» **Work instructions**: Output the entries below exactly as written, omitting pictures.

# start of Exercise input

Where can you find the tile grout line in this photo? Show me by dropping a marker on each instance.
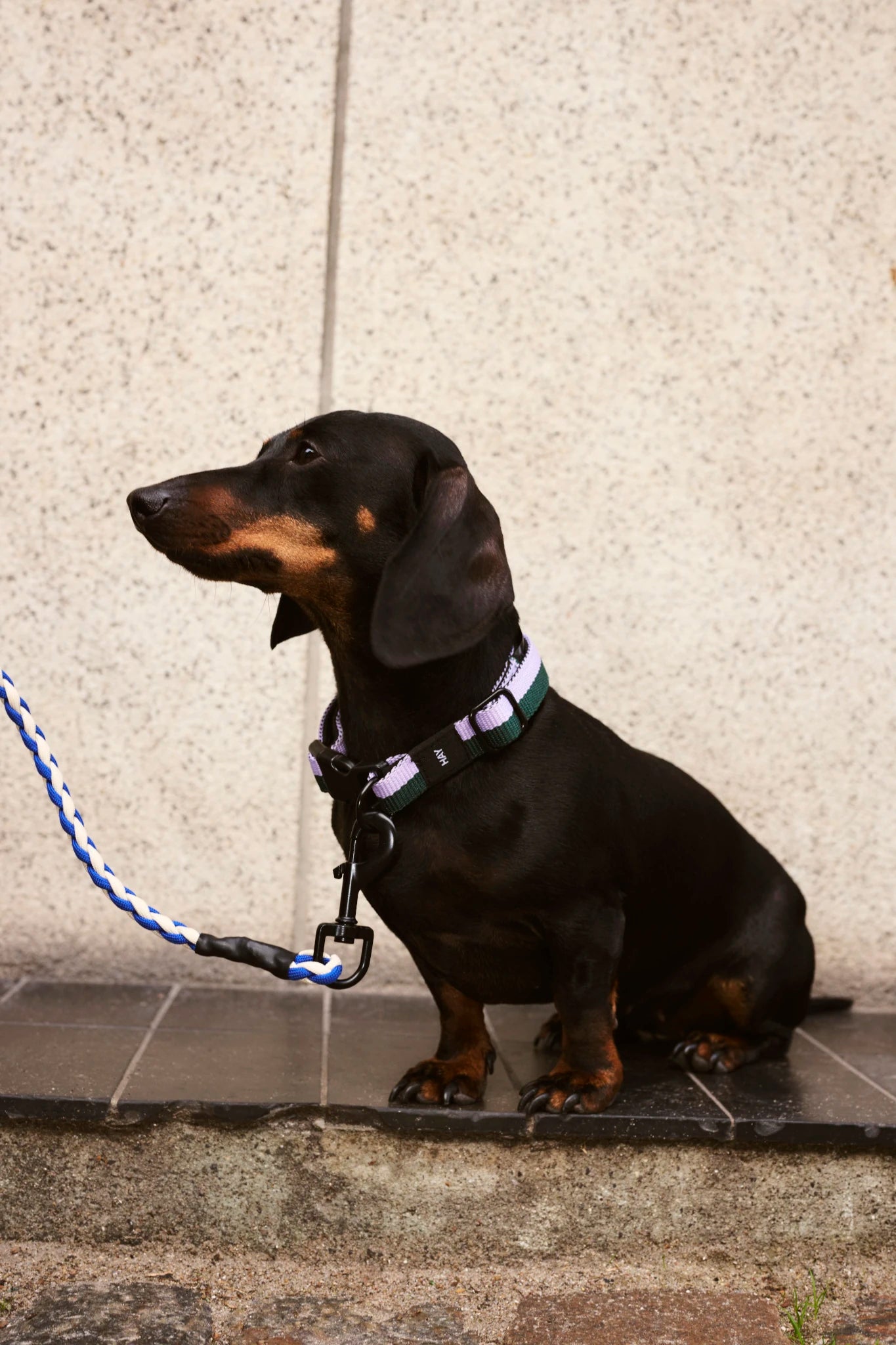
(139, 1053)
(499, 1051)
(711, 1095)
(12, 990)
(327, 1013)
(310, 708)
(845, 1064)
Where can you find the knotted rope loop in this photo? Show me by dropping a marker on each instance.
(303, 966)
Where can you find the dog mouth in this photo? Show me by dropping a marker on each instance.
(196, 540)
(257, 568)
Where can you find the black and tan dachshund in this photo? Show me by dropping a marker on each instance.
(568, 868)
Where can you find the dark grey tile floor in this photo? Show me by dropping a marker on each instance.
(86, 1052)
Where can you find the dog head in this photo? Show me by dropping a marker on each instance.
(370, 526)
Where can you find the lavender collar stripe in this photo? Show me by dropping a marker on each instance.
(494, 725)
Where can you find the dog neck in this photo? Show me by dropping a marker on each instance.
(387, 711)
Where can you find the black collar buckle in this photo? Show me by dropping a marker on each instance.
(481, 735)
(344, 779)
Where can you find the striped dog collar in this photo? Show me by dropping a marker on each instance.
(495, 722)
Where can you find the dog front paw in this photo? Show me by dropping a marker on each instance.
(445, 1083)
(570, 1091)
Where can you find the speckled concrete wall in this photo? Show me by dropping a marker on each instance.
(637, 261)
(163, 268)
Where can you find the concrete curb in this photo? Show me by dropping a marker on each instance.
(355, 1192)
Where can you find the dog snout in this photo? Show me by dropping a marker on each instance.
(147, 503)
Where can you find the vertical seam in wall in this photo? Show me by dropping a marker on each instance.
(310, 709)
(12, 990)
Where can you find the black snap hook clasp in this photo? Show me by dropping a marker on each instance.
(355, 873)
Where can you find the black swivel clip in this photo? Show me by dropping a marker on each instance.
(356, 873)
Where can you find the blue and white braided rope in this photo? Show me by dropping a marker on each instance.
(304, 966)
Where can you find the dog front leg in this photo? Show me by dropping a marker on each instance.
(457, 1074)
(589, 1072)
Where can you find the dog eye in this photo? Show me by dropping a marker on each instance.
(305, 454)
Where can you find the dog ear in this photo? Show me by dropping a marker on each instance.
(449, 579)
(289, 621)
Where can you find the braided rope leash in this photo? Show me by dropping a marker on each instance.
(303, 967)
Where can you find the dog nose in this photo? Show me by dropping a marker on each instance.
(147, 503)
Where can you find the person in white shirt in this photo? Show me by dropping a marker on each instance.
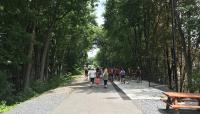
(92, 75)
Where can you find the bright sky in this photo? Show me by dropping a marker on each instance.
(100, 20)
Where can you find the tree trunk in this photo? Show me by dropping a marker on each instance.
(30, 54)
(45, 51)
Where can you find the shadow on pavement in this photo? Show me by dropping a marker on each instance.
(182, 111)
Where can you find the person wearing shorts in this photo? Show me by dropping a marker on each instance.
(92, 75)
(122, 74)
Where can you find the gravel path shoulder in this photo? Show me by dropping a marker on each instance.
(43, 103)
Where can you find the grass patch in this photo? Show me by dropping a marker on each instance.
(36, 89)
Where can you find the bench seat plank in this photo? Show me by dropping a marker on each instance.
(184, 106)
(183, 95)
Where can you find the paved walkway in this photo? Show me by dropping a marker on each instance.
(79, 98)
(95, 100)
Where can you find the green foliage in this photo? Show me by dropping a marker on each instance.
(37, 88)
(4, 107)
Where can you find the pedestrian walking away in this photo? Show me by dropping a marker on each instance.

# end of Exercise input

» **Exercise answer**:
Where can you find the tile grout line in this photo? Show me by dropping a marker on each instance.
(139, 1053)
(499, 1051)
(711, 1095)
(12, 990)
(327, 1013)
(310, 708)
(845, 1064)
Where can you find the knotted rope loop in this photo? Show me by dropping a marker on each instance.
(303, 966)
Where can you find the dog mouth in this photo? Show me by dropping a marker on each instance.
(196, 540)
(257, 568)
Where can you find the black and tan dachshund in this photo? Show me by dropping a marker on each instance.
(568, 868)
Where can you find the dark grey tile floor in this photo? Show me by dropping a marker on each instance.
(86, 1052)
Where can you find the dog head in this photo? Show me by dropping a marker on each instance.
(370, 526)
Where can you find the lavender collar stripe in this photo? Show me by dropping a marker on each instance.
(494, 725)
Where can you find the dog neck in this photo? Show me by dropping a marker on each instance.
(387, 711)
Where can you find the black collar buckle in this photo? Show me by dropping a marker on each instance.
(481, 735)
(344, 779)
Where can you find the striped dog collar in this photo? Show me by dropping a marker on each instance.
(495, 722)
Where can you find the dog front paw in this photo? Show me by dropping a marker on each instance.
(445, 1083)
(570, 1091)
Where can you find the speckled concrete wall in this photo? Show me by dropping a marker on each instance.
(637, 261)
(163, 268)
Where can you find the concrete curb in this photo? Show me by dropping a marker on each instance.
(355, 1192)
Where can you find the dog snout in this photo? Show me by dropping a marker on each instance.
(147, 503)
Where can you find the vertical seam in wall in this photo? Show me by dropping a marker on each instance.
(310, 709)
(12, 990)
Where can you find the black snap hook clasp in this photo? Show me by dropping a marker on each instance.
(355, 873)
Where can you find the black swivel clip in this photo? Show me by dropping a marker on each instance.
(356, 873)
Where can you find the blue and white braided rope in this photo? Show me by dropping a marker on each instance.
(304, 966)
Where can you find the dog front leg in this photo? Show me by dropping a marker on each instance.
(457, 1074)
(589, 1072)
Where can you find the dog eye in this photo? Show me by dropping a marker on each instance.
(305, 454)
Where can you find the dog ear in this photo? Show me by dropping a marker on each instance.
(449, 579)
(289, 621)
Where can you find the braided rope leash in this photo? Show me by dropping a marker on each instance.
(303, 967)
Where can you find the dog nose in this photo? Show me by dropping a marker on each instance.
(147, 503)
Where can you find the person in white shirt in this photo? Show me by dropping a marker on each instance.
(92, 75)
Where can you find the bright sky in this photo? Show me by dropping a marker on each instance.
(100, 20)
Where can you find the tree trunk in this photo? Show me by dropping a marker on each instance.
(30, 54)
(45, 51)
Where can you find the shadow on pavement in this photo? Show me by dropping a marker on each instance.
(182, 111)
Where can you find the person wearing shorts in this photo? Show me by dropping a marker on each instance.
(92, 75)
(122, 74)
Where can you find the gravel path shoulder in this photo? Show me by dropping a marker on each instance.
(43, 103)
Where can you find the grass patch in this photo? Show me by dropping a marker on each instance.
(36, 89)
Where can you find the bench seat plank in this photo? Show me by dropping a marker on each instance.
(184, 106)
(183, 95)
Where can you find the paved walkway in this photo? Show me by dropping a marker on each instance.
(79, 98)
(95, 100)
Where can you find the green foliage in this photo? Show me by dropping a marker on each instance.
(37, 88)
(4, 107)
Where can you find the pedestrian walking away in this photo? Show me by dropping a marker on each instance.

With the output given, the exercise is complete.